* [What you need to do]
Copy the rows from the line containing "Check the image above for the presence of any ridge" through the line containing "634 731 1151 896", swapping "ridge" for "groove" and changing nothing else.
___ Records shown
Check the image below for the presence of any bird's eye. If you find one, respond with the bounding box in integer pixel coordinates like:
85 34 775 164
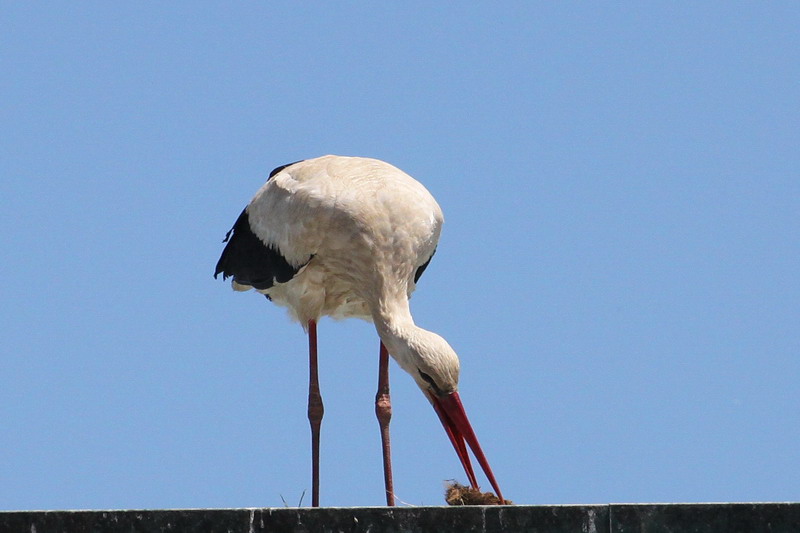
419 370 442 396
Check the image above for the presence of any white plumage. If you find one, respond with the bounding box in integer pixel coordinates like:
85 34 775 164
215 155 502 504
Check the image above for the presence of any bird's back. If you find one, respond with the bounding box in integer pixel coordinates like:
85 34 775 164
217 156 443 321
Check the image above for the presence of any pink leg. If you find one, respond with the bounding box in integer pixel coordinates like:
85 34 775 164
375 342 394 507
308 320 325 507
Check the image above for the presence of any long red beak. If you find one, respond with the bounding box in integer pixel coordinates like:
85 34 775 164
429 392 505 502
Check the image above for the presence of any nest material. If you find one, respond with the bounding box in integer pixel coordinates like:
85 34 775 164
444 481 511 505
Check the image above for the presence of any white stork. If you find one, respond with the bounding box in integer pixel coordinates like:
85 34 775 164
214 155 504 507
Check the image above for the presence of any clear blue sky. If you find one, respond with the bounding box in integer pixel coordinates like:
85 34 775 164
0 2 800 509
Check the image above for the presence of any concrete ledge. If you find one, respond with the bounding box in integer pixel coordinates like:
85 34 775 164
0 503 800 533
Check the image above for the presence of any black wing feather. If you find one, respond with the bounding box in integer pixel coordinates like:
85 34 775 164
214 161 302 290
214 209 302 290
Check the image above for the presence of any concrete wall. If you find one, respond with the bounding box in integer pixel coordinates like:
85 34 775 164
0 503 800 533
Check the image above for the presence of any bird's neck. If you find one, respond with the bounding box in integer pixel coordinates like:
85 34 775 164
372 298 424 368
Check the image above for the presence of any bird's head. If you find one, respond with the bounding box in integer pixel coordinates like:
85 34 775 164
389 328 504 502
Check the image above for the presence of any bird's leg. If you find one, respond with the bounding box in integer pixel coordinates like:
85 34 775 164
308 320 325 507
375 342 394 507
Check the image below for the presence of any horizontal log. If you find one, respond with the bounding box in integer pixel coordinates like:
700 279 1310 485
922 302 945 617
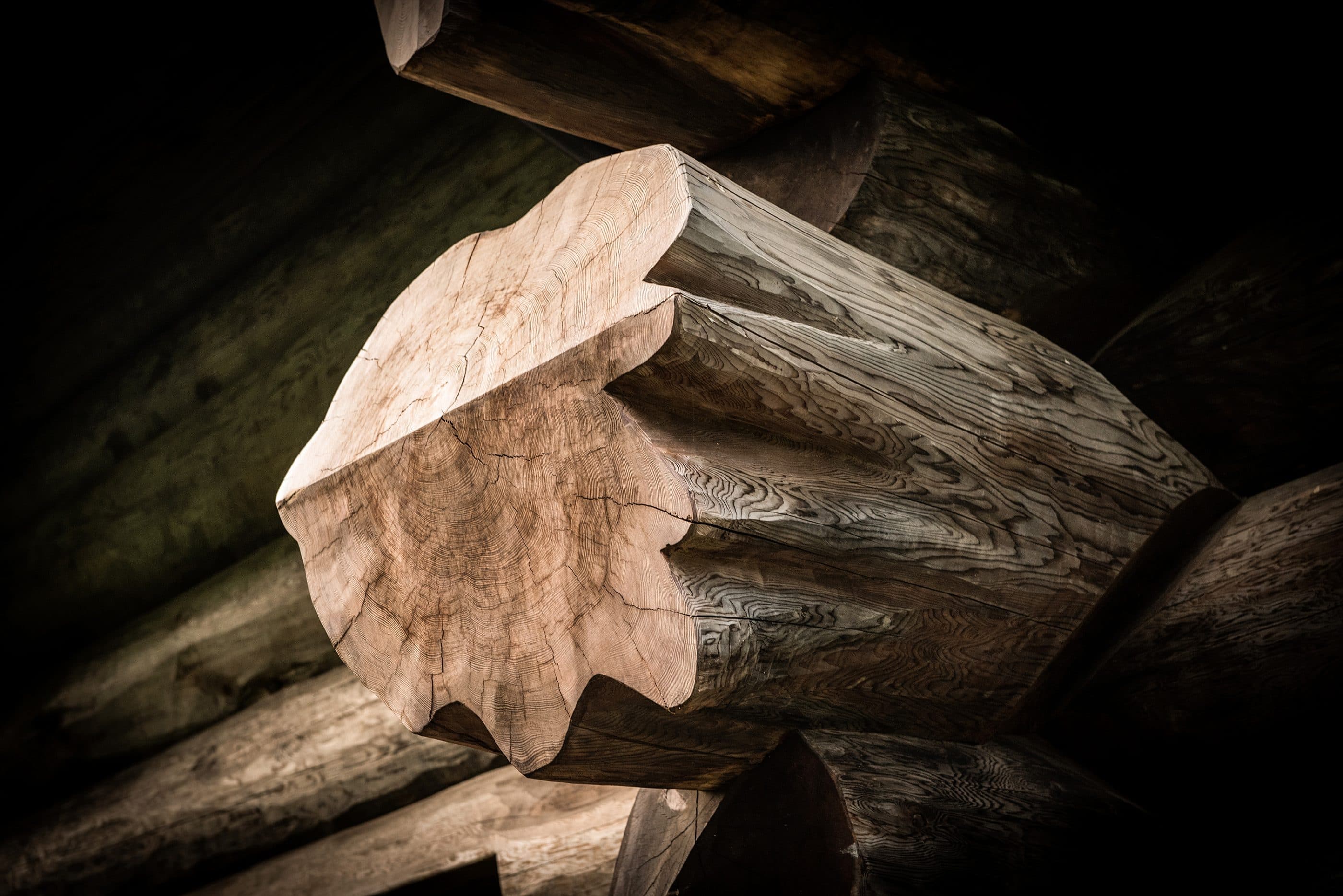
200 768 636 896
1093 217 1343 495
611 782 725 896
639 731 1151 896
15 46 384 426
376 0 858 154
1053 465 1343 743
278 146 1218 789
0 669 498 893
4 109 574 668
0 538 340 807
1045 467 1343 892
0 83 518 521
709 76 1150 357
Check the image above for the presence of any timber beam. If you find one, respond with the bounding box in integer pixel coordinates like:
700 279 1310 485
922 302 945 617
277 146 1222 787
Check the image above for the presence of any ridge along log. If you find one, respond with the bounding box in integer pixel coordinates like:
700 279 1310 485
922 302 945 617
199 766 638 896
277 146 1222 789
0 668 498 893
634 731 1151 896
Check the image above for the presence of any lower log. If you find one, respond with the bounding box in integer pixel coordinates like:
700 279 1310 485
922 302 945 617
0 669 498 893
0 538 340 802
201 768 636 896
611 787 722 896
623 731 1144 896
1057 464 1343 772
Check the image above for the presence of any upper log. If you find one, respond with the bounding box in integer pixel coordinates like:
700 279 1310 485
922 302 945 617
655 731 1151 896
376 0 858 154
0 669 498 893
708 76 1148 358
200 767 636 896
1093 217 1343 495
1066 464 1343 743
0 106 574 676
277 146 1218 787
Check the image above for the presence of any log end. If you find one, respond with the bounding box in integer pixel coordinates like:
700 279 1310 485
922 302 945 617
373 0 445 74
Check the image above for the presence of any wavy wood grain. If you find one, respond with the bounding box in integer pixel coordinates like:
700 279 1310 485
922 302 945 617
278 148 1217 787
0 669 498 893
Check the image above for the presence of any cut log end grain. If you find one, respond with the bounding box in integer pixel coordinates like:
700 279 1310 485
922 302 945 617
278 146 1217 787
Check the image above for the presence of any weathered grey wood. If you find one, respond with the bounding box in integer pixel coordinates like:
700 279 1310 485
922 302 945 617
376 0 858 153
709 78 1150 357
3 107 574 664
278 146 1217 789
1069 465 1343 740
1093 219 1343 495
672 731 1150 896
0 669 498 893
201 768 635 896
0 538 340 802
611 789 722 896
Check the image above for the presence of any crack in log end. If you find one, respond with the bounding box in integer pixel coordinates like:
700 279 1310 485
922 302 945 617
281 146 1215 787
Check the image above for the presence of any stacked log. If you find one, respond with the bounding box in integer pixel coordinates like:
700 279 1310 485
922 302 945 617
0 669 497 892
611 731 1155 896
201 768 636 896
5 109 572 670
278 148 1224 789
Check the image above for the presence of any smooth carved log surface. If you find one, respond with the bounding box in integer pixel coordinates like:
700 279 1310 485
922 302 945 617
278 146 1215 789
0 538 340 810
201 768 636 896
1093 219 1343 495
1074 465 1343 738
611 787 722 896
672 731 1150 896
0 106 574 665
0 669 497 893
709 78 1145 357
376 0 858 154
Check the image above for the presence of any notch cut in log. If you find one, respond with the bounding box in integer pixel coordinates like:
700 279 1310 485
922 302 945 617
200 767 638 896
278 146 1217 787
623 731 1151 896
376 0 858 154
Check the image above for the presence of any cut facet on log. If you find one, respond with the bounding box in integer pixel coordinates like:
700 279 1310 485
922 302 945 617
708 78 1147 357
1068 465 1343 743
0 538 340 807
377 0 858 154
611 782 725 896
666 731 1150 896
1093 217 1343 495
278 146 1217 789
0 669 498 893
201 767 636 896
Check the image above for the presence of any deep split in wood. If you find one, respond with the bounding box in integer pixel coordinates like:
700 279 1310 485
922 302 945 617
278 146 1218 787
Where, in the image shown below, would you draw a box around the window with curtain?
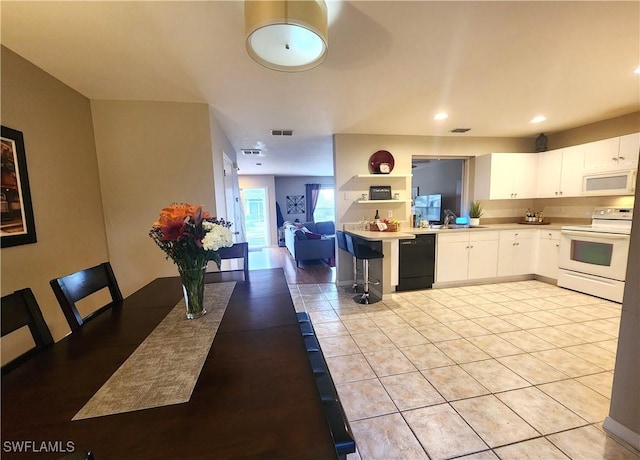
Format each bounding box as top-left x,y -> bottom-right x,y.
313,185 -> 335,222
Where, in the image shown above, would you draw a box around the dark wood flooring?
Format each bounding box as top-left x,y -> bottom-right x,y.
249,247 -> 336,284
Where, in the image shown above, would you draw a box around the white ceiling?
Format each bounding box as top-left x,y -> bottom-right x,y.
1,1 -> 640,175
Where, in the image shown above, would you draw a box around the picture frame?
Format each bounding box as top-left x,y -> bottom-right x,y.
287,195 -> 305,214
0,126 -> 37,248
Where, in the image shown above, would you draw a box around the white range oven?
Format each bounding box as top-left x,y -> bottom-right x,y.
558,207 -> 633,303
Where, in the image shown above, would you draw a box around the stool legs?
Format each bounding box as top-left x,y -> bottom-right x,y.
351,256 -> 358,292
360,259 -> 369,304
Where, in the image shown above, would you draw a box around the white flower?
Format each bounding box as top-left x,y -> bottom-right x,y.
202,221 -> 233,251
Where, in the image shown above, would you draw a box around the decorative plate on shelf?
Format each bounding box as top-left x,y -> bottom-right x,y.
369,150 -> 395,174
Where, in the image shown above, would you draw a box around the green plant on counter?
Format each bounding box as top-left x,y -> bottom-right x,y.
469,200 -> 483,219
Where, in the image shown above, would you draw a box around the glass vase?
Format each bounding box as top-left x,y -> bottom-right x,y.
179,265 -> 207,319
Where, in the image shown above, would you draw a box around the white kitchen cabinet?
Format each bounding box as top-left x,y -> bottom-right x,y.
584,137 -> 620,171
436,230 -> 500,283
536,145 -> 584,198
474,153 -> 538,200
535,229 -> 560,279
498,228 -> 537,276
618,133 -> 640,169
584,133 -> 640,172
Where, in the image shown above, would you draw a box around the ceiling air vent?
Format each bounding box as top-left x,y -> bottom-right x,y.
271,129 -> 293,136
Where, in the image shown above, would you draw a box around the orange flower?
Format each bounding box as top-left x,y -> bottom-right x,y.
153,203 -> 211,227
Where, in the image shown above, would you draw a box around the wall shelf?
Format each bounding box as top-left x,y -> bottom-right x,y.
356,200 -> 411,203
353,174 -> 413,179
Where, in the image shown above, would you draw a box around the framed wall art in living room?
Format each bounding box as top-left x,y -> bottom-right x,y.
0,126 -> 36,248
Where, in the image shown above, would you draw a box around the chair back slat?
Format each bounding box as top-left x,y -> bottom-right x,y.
______
* [Result of the task]
Check the image above for the presence of any groove along log. If you find one, respond with the bounding box in integer pixel coordinates like:
700 279 1310 485
922 302 945 617
199 766 638 896
277 146 1222 789
0 668 498 893
634 731 1151 896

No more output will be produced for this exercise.